---------- Source information ----------

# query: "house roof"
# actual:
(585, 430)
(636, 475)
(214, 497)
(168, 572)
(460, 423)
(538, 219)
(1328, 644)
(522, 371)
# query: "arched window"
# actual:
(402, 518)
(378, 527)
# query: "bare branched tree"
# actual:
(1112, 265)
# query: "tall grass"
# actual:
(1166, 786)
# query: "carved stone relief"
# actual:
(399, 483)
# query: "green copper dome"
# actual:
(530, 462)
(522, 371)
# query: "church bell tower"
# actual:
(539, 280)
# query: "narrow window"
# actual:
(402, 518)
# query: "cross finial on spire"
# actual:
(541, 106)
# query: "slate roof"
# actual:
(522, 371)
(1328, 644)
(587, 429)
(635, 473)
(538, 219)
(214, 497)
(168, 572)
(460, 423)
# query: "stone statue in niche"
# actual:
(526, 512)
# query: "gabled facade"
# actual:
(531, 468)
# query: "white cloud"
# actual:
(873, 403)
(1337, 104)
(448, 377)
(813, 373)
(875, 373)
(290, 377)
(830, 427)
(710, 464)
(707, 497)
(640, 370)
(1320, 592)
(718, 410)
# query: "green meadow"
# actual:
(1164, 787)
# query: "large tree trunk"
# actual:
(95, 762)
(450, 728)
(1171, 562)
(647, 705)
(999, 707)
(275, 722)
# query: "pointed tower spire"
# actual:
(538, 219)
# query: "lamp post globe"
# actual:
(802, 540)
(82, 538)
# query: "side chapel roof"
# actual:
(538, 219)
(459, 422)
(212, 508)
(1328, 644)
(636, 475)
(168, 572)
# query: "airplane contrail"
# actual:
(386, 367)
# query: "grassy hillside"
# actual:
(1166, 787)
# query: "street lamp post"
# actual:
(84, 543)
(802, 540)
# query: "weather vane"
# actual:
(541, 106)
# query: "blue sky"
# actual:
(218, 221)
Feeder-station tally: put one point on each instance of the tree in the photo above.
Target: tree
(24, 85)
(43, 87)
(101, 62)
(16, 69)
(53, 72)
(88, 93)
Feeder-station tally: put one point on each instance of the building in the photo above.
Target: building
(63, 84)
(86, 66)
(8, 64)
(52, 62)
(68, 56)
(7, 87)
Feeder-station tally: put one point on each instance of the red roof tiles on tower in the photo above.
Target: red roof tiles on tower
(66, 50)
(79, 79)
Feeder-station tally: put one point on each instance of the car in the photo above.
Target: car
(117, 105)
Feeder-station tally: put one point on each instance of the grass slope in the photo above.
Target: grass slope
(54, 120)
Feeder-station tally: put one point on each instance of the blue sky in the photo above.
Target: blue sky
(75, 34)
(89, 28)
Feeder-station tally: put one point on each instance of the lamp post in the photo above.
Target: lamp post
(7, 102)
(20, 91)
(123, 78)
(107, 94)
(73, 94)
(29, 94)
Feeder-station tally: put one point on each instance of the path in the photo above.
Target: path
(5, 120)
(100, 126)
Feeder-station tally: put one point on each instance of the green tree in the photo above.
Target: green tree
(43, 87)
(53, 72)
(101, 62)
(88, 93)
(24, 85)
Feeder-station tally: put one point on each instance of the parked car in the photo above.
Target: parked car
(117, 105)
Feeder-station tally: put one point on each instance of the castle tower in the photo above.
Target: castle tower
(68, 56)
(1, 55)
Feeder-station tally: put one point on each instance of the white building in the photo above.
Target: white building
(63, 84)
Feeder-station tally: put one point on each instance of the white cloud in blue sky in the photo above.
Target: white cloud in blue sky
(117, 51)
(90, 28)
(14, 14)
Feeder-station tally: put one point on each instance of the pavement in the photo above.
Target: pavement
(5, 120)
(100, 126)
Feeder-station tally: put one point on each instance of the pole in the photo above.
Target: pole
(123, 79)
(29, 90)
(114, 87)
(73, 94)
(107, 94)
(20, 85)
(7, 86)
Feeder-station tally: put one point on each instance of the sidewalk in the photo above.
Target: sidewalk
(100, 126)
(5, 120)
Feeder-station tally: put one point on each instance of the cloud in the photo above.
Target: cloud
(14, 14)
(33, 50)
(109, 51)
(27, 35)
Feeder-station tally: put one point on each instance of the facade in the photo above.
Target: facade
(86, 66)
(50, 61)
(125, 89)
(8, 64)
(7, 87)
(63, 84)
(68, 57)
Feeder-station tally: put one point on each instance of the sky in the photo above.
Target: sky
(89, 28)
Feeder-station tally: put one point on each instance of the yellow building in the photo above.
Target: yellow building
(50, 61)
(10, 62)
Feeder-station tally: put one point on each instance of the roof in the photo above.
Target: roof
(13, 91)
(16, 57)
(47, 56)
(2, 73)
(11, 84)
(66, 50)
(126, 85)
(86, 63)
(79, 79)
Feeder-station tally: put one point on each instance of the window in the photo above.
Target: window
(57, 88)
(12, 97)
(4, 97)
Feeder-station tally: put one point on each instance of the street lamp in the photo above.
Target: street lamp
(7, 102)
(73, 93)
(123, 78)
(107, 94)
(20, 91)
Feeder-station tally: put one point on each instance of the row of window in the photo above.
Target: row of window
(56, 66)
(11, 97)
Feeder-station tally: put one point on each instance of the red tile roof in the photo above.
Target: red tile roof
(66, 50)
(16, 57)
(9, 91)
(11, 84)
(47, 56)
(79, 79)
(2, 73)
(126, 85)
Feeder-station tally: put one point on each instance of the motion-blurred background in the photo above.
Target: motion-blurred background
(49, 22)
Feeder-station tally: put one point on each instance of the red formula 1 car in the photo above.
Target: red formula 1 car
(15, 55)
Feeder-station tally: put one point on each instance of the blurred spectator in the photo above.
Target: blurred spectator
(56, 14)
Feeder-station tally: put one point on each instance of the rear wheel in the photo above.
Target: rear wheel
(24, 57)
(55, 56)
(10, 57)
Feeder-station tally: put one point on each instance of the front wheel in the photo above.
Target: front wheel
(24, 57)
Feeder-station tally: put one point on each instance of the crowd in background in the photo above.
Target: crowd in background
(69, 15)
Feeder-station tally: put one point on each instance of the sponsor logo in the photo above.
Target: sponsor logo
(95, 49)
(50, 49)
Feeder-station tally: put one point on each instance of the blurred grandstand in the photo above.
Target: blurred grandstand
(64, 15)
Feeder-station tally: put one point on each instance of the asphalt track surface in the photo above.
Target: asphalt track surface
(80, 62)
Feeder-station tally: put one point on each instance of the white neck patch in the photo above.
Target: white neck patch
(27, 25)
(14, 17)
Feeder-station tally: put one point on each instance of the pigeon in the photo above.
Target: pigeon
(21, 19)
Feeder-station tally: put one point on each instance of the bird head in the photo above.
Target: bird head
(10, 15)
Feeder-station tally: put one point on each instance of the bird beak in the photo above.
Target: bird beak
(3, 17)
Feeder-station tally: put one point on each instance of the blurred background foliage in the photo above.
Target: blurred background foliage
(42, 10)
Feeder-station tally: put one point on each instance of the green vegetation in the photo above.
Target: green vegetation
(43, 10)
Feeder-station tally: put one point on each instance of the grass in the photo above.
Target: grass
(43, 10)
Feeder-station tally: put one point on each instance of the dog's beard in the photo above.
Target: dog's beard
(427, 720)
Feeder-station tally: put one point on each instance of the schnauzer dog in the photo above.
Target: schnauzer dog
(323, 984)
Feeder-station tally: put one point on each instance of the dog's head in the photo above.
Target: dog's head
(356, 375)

----------
---------- Source information ----------

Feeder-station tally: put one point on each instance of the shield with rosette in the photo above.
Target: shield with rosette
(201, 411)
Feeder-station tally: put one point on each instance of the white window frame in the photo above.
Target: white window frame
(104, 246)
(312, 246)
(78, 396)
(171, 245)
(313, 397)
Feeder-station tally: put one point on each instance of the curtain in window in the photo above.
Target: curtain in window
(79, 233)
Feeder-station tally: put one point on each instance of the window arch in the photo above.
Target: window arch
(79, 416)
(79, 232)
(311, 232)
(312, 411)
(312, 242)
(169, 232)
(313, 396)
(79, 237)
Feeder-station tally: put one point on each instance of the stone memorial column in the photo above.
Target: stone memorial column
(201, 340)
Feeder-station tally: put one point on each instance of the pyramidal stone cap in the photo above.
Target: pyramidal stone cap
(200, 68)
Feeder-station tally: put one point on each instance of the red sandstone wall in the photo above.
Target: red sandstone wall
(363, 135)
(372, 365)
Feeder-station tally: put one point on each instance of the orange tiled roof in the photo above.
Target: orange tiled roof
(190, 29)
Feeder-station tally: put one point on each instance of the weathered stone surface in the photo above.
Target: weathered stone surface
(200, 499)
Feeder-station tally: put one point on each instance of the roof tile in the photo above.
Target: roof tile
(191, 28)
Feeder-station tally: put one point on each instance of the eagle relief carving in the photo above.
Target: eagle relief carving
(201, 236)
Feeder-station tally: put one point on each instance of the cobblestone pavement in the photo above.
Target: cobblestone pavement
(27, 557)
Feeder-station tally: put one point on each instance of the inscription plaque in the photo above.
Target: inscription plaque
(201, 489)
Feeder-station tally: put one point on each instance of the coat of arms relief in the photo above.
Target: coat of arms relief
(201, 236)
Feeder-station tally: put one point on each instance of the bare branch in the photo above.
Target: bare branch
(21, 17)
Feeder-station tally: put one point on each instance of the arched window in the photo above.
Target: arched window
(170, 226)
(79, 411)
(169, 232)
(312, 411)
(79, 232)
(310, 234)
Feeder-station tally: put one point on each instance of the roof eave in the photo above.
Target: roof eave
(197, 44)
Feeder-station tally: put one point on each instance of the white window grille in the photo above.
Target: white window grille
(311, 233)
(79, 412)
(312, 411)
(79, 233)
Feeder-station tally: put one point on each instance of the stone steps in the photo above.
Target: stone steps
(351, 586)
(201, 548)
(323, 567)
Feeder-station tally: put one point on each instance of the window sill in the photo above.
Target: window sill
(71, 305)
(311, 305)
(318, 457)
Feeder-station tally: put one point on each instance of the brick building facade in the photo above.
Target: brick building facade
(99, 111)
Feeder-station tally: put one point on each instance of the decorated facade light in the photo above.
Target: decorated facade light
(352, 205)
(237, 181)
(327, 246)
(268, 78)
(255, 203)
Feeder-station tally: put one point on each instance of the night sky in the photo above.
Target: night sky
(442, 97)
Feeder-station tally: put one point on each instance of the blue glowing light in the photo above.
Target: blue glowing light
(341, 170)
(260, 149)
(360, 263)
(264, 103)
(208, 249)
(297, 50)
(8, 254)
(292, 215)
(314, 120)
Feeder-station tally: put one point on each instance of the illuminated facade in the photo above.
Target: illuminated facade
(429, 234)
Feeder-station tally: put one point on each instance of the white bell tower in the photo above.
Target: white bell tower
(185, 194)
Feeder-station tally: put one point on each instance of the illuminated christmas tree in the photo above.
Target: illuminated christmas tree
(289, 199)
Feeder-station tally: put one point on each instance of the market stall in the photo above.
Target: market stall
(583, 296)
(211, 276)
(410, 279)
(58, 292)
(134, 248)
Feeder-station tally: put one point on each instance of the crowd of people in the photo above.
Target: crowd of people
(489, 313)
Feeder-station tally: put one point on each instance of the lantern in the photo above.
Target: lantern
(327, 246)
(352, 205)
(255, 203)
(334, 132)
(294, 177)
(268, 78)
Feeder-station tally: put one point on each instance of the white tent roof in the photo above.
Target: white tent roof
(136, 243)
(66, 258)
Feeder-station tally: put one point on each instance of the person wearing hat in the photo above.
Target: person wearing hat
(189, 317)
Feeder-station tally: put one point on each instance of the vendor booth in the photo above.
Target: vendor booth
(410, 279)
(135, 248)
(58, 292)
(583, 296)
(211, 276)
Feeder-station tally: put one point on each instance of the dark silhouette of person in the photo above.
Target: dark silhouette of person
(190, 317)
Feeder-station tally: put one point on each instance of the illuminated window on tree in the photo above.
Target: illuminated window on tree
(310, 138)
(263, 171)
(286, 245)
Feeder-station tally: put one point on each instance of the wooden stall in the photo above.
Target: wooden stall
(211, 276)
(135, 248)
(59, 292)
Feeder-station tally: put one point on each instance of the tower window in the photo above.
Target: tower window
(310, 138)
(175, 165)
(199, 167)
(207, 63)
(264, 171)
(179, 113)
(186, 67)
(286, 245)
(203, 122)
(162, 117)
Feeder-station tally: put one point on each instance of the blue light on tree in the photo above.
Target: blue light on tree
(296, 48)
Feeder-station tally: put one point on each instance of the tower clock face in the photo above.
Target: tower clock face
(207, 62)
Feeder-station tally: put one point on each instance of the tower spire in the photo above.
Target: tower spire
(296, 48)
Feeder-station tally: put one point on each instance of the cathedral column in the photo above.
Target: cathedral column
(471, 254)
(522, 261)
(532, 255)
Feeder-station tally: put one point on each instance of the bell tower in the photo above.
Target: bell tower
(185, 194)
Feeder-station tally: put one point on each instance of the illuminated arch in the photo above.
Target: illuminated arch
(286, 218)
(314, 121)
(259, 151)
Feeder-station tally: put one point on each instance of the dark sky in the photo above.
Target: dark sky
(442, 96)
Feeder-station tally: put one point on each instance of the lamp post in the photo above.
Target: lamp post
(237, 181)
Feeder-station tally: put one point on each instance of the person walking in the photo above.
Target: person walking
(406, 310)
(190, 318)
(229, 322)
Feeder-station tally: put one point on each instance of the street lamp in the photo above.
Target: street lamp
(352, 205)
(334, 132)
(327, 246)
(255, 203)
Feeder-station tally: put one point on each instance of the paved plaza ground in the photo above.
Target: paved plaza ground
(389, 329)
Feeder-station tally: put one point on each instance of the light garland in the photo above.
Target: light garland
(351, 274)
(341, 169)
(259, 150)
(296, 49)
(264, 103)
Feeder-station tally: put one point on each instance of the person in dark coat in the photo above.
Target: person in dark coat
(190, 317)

----------

What you should do: From the records above, give again exactly the lines running from the line with "Target: path" to the line with "the roof in the photo above.", inclusive.

Result:
Target: path
(5, 120)
(100, 126)
Feeder-station tally: put one point on each instance of the green tree in the photo above.
Target: green tree
(43, 87)
(53, 72)
(101, 62)
(88, 93)
(24, 85)
Feeder-station tally: put one point on each instance of the parked car in the photo above.
Target: parked car
(117, 105)
Feeder-station tally: put one point on each instance of the castle tower in the photo above.
Target: castle tower
(68, 56)
(1, 55)
Feeder-station tally: put one point on each instance of the white building in the photo above.
Target: white building
(63, 84)
Feeder-station tally: put one point on each instance of the white cloud in blue sky in the photo above.
Target: white cloud in blue sky
(117, 51)
(90, 28)
(14, 14)
Feeder-station tally: put one point on each instance of the pavement in the photo above.
Target: pavement
(5, 120)
(100, 126)
Feeder-station tally: put one point on each instance of the pole in the photo above.
Target: pole
(123, 79)
(29, 90)
(114, 87)
(73, 94)
(107, 94)
(20, 85)
(7, 86)
Feeder-station tally: put one point on each instance of the sidewalk in the photo above.
Target: sidewalk
(100, 126)
(5, 120)
Feeder-station tally: put one point on each instance of the cloud in the photo above.
Target: cloud
(14, 14)
(33, 50)
(109, 51)
(27, 35)
Feeder-station tally: put one point on each instance of the facade in the photo above.
Target: facade
(86, 66)
(50, 61)
(125, 89)
(8, 64)
(7, 87)
(63, 84)
(68, 57)
Feeder-station tally: put one point on each instance of the sky in the photo above.
Target: sky
(89, 28)
Feeder-station tally: put one point on each instance of the yellow building in the photo above.
Target: yellow building
(50, 61)
(10, 62)
Feeder-station tally: put one point on each instance of the roof in the photo above.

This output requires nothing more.